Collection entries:

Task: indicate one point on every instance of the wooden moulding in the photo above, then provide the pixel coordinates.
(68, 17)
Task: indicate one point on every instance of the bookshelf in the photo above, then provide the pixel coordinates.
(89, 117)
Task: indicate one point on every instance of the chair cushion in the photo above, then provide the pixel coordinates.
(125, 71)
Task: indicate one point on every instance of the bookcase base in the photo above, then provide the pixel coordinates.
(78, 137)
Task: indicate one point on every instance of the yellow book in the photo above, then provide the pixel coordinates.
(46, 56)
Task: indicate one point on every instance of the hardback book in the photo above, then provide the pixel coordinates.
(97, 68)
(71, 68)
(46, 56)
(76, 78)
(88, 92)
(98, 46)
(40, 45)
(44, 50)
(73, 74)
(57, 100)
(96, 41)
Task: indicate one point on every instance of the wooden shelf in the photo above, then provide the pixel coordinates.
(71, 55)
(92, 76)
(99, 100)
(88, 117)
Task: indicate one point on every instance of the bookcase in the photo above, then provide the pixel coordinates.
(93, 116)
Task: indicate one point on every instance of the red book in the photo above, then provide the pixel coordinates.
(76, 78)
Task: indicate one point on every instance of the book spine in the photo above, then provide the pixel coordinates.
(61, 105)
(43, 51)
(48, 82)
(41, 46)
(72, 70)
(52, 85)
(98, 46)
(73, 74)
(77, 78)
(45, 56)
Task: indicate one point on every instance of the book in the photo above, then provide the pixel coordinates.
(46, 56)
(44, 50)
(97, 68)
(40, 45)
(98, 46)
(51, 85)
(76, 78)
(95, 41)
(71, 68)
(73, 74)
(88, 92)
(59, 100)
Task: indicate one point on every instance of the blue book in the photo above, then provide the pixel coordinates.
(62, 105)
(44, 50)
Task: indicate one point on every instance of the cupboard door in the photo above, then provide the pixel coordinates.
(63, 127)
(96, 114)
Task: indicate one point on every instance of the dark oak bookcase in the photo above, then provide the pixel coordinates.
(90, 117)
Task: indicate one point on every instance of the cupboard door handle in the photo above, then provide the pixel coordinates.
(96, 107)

* **Task statement**
Write out only the final block of lines, starting at the line with "Task: indicate one point on every instance of the red" and running to the end of the material.

* **Reply to the exercise**
Task: indicate one point on every instance of the red book in the photo above, then provide the pixel coordinates.
(76, 78)
Task: indicate one point on every instance of the book spine in the photo above, then provide the pixel coordinates.
(61, 105)
(43, 51)
(48, 82)
(41, 46)
(72, 70)
(52, 85)
(98, 46)
(73, 74)
(77, 78)
(45, 56)
Task: indicate one point on every instance of the book in the photo above, then provide the pixel coordinates.
(46, 56)
(44, 50)
(97, 68)
(40, 45)
(98, 46)
(51, 85)
(76, 78)
(95, 41)
(71, 68)
(73, 74)
(88, 92)
(59, 100)
Task: indicate one point on every instance of the blue book in the photo above, then provide the pixel coordinates.
(62, 105)
(44, 50)
Task: indicate one point on every instance of the cupboard door in the photo above, then provide the pixel coordinates.
(63, 127)
(96, 114)
Task: indicate one point on every instance of the dark oak bookcase in the photo above, then provide the pixel coordinates.
(90, 117)
Task: indicate one point on every instance of the cupboard door handle in the photo above, then provide the pixel coordinates.
(96, 107)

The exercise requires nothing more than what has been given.